EXERCISE
From the line containing "Objective — one point on each instance of the driver" down to the final line of the entries below, restate each line word for word and add nothing.

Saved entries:
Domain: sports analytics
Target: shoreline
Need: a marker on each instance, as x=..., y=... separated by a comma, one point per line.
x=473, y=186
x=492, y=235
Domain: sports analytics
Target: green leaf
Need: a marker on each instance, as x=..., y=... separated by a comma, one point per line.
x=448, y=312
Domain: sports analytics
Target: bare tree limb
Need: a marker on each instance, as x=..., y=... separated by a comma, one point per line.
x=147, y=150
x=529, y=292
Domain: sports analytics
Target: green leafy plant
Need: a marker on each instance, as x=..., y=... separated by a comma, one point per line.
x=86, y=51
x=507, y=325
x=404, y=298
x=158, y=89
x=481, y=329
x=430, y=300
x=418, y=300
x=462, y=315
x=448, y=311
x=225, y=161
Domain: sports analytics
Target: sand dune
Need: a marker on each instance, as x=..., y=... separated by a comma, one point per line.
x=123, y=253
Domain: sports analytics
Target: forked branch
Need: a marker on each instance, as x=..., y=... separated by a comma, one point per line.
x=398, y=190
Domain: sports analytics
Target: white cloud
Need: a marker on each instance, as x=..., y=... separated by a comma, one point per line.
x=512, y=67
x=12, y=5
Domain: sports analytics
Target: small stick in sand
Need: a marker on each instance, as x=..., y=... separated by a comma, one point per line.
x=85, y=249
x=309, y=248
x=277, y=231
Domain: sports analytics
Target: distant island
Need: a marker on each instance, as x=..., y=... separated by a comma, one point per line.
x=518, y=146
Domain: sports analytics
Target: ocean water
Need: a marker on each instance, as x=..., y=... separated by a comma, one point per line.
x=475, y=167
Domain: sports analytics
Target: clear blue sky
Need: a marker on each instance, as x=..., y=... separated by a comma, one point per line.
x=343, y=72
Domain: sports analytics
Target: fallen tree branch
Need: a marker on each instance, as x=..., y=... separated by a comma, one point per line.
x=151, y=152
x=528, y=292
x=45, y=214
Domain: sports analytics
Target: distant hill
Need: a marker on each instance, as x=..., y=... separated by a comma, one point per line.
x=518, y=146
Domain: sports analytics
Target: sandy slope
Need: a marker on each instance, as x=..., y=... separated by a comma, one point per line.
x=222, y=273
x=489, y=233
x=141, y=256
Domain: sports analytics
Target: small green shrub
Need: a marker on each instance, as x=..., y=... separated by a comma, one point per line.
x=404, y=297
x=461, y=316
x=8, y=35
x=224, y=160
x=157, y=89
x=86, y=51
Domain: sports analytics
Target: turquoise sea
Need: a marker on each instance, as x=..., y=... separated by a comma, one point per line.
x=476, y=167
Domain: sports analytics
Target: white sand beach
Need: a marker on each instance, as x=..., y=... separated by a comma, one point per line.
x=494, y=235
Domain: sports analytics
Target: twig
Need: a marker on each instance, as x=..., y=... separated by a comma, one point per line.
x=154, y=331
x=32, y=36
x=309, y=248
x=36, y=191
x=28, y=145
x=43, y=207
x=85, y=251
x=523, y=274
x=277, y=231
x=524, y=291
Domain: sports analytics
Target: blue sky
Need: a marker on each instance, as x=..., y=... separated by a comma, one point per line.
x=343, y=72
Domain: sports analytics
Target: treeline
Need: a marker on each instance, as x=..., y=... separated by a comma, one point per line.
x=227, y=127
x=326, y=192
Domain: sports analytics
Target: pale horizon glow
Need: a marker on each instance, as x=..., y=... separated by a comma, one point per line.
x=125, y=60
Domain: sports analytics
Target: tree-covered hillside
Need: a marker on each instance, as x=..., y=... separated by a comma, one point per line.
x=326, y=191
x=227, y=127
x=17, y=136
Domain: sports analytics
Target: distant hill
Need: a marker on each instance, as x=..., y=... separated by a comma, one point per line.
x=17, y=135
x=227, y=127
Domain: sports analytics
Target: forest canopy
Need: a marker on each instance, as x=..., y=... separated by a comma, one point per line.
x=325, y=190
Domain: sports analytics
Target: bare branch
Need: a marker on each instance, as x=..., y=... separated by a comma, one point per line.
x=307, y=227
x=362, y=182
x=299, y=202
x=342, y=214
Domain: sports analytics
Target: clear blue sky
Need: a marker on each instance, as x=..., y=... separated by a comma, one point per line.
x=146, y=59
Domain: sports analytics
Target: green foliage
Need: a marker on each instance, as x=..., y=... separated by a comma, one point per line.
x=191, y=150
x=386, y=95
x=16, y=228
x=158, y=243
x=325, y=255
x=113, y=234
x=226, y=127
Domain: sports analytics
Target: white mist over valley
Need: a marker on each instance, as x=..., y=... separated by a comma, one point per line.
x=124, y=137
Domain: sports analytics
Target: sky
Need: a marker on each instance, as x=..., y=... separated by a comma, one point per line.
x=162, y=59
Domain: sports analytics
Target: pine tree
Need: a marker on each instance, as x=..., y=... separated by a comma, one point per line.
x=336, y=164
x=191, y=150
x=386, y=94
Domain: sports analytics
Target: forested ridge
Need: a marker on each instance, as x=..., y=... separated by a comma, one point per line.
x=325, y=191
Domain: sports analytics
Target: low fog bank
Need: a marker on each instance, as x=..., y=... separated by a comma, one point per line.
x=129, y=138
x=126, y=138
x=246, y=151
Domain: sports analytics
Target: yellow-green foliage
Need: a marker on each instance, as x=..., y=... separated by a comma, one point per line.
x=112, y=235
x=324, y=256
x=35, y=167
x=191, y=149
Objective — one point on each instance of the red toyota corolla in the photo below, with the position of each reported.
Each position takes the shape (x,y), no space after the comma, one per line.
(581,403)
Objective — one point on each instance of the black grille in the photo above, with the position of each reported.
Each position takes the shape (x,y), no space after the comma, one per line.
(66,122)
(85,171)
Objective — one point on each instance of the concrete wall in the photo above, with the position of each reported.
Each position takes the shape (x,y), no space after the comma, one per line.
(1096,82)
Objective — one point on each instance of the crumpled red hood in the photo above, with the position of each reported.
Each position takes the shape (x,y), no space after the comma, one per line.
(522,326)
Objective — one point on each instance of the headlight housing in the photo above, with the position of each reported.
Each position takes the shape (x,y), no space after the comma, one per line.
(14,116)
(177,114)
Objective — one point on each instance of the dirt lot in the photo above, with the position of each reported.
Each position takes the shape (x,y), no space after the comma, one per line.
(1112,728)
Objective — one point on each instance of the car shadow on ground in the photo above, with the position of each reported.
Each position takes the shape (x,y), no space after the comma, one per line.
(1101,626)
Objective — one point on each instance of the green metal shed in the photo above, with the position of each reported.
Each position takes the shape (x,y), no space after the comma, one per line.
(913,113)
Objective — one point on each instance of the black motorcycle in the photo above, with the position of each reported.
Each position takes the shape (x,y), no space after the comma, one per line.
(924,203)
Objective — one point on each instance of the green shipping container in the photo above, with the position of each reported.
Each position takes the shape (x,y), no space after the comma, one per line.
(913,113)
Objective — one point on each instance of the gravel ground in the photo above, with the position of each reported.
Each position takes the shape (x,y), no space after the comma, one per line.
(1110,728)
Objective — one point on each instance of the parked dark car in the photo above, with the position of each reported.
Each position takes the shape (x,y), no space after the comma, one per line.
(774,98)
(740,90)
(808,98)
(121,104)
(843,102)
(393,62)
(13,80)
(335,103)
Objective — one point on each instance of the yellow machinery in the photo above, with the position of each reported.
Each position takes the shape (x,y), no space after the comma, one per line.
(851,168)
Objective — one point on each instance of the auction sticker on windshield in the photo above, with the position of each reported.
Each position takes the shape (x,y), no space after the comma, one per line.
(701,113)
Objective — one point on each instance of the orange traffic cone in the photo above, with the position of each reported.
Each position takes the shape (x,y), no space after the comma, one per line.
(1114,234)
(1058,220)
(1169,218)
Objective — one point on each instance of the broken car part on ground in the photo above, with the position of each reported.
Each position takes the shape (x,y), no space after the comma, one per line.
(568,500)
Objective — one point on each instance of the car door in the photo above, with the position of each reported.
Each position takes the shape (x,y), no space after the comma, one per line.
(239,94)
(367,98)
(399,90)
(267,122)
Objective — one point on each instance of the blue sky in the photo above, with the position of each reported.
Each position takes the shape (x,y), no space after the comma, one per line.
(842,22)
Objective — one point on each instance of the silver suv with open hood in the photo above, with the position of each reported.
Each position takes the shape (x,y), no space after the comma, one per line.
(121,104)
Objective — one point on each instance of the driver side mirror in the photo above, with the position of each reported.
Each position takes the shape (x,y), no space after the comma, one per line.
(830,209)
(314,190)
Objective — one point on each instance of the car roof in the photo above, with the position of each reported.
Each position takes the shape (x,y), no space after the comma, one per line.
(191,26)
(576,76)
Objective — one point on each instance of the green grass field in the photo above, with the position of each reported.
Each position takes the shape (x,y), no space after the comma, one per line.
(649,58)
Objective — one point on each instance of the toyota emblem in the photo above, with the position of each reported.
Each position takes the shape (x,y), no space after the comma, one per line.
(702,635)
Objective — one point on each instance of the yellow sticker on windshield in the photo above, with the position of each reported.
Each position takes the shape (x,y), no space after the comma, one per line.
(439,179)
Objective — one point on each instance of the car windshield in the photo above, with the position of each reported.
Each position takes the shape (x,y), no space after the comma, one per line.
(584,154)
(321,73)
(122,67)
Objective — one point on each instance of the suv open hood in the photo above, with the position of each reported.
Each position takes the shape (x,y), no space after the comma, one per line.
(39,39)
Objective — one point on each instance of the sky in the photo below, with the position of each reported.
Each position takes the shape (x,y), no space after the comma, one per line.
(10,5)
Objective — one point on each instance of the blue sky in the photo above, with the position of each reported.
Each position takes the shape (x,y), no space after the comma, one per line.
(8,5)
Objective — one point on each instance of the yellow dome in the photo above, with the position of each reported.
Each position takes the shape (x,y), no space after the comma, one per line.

RESPONSE TO THE EXERCISE
Objective — one point on each instance of the driver side mirror in the photo above, with the position of each reported.
Each position takes the shape (x,y), no space after the comma, one per line.
(830,209)
(314,190)
Objective — one point on each instance of the car roof in the photo above, with the position of each reported.
Each position takes the shape (x,y), no space after the comma, one per line.
(191,26)
(576,76)
Objective — one point on each instance of the green grass field in the photo above, with the position of each reported.
Each position takes the shape (x,y), no space after the comma, one per line.
(649,58)
Objective — one point on each instance of the toyota emblem in the photo above, with the position of each reported.
Each position takes the shape (x,y), no space after the comma, one per line.
(702,635)
Objective — one point on each instance of the yellow sticker on windshield in the photo above, with the position of each reported.
Each position takes the shape (x,y), no space after the comma, one per line.
(439,179)
Objective — one point on each instance of the car windshield in the photo above, with the position of each reported.
Each position takes the shape (x,y), no space after the comma, one per line.
(584,154)
(321,73)
(122,67)
Objective — one point on each instance of the suv open hood in the photo above, with the position of each reported.
Each position takes the shape (x,y), no space after the comma, one per line.
(39,39)
Objective — one point on each instance of the sky in the photo below, with the position of each reported.
Each position takes the shape (x,y), no space after the comma, one per line.
(10,5)
Objective — one point on each instance of the blue sky in the photo above, with the position of each reported.
Each position takes the shape (x,y), no space after the comma, one per line.
(8,5)
Objective — one point on each instance of the yellow dome in the photo above, with the position of each reported.
Each position takes the shape (x,y), no space after the comma, one per line.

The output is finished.